Image point grounding data
---*---
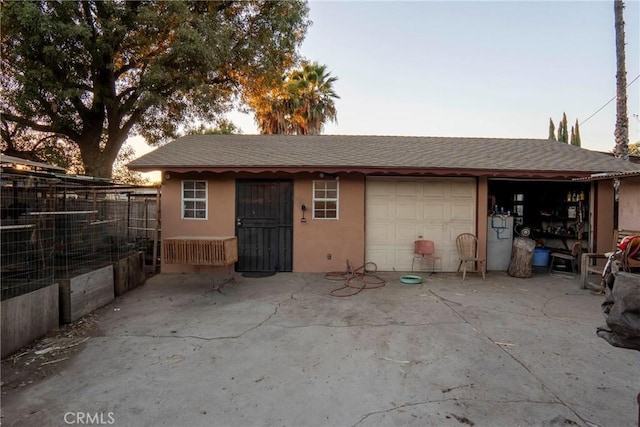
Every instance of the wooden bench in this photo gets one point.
(587, 264)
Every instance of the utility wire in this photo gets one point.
(608, 102)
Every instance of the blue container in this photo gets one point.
(541, 257)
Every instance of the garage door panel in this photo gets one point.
(461, 189)
(399, 210)
(434, 189)
(433, 210)
(405, 233)
(462, 212)
(379, 211)
(381, 233)
(382, 188)
(406, 211)
(407, 189)
(403, 259)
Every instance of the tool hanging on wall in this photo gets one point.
(499, 224)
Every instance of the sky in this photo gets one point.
(473, 69)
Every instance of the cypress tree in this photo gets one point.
(577, 142)
(564, 134)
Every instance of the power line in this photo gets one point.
(608, 102)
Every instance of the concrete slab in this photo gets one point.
(281, 351)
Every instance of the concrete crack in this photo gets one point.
(368, 325)
(395, 408)
(526, 368)
(456, 399)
---*---
Problem:
Give back each entry verbatim but drop its pictures.

Answer to this problem:
Every instance of the wooden bench in this photo gets one point.
(587, 264)
Every instance of the utility wire in this photo gets one point.
(608, 102)
Every instance of the blue container in this photo gets one point.
(541, 257)
Every instance of the garage door panel in this photo gets one point.
(461, 189)
(399, 210)
(434, 189)
(433, 210)
(405, 233)
(462, 212)
(379, 211)
(381, 233)
(382, 188)
(406, 211)
(407, 189)
(403, 259)
Every instance of the tool hanging on wall in this photo gets one point.
(499, 224)
Every instance of the sky in this photo gets one point.
(473, 69)
Every instance of the cypress tree in this photo gets one point.
(577, 142)
(564, 134)
Every instance of the power line in this photo gets one point.
(608, 102)
Every instance of the concrete slab in this photo gets one point.
(281, 351)
Every instance of the concrete crack in this photo gets one point.
(368, 325)
(395, 408)
(526, 368)
(456, 399)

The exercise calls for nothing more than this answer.